Next day we rose at 6:15; There was roll call and "mess." A few minutes later we were shocked to see snow falling, on April 16! The boys built a fire, so we were able to keep somewhat warm. Then there was another questionnaire, and more papers to sign.
By now only one thought occupied my mind: When do I leave this place? I understood that Camp Dix was only a replacement camp, and that we would be leaving, probably within a week. So you can imagine my feelings when an officer, a small quiet fellow, obviously a southerner, asked me how I would like to stay in Camp Dix permanently as his clerk! This officer was very courteous, and seemed to be used to colored people, and liked them. I declined his offer.
We slept six in a tent. And right here I might attempt to describe the class of young men I found myself with. Two things surprised me: that out of the whole crowd, I had known not one in New York, and that almost without exception they were of a very low order of culture. Such low ideals. Of course many were plainly ignorant and underprivileged, while others were really criminal. They cursed with every breath, stole everything they could lay hands on, and fought over their food, or over nothing at all.

Data shown:
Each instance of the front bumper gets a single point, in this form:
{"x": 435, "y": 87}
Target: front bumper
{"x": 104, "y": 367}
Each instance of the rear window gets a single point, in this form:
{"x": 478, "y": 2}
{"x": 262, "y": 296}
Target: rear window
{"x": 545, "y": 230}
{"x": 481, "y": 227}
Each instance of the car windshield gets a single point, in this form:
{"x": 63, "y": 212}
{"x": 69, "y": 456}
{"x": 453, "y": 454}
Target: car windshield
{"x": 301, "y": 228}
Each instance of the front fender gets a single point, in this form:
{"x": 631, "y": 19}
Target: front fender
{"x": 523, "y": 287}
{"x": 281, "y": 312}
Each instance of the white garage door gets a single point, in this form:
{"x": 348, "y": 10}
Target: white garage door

What to work on: In the Camp Dix excerpt, why did the narrator expect to leave the camp, probably within a week? Answer in one to three sentences.

Result: The narrator understood that Camp Dix was only a replacement camp. Because of that, the narrator expected the group to be leaving, probably within a week.